§ Required actions
A) Answer these questions from the article on rabies and the vampire legend, marking each answer (i), (ii) or (iii):
(i) In which journal was Dr Gomez-Alonso's thesis published?
(ii) At which hospital does the neurologist work?
(iii) What percentage of rabid men did he find "have a tendency to bite others"?
B) Shorten the paragraph of the article on rabies and the vampire legend that begins "Further study of history books" and keep its main facts.
C) Transcribe the article on rabies and the vampire legend word for word, from "Dr Gomez-Alonso believes" to "symptom of rabies.".

══ Exercise passage

Dr Juan Gomez-Alonso has put forward a novel theory to explain the Dracula legend - vampires were suffering from rabies.


[ image: Animal killer: Myth maker?]
Animal killer: Myth maker?
The neurologist hit on the rabid vampire theory after watching a Dracula film.

He said: "I watched the film as a doctor and became impressed by some obvious similarities between vampires and what happens in rabies."

Both legendary vampires and rabies victims share the symptoms of aggressiveness and hypersexuality.

Dr Gomez-Alonso's thesis was published in the journal Neurology after he investigated further links between vampire stories and outbreaks of rabies in Europe.

He said: "Sometimes things that are apparently bizarre and senseless can have a logical explanation."

Balkan base

The neurologist, who works at Xeral Hospital in Vigo, Spain, found that 25% of rabid men "have a tendency to bite others".

Further study of history books uncovered that early tales of vampirism often coincided with reports of rabies outbreaks in and around the Balkans.

Dr Gomez-Alonso believes he can ascribe almost all vampire characteristics to rabies victims.

He says that:

  • Dracula's famous weaknesses - garlic and light - could be ascribed to hypersensitivity, a symptom of rabies.

════
══ Data

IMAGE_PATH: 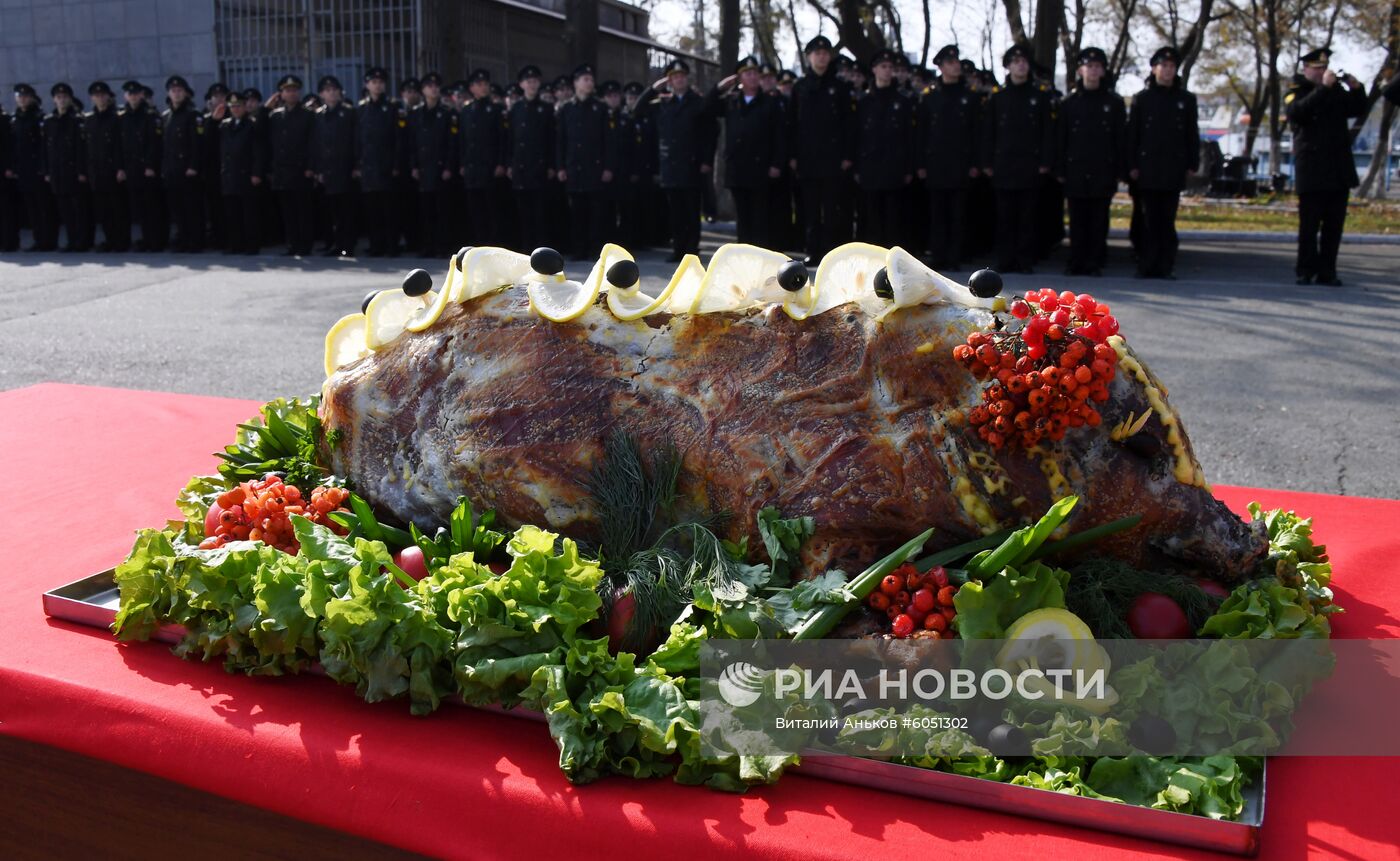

════

§ Answers
A)
(i) Neurology
(ii) Xeral Hospital in Vigo, Spain
(iii) 25%

B) History books show that early vampire tales often coincided with reported rabies outbreaks in and around the Balkans.

C)
Dr Gomez-Alonso believes he can ascribe almost all vampire characteristics to rabies victims.

He says that:

  • Dracula's famous weaknesses - garlic and light - could be ascribed to hypersensitivity, a symptom of rabies.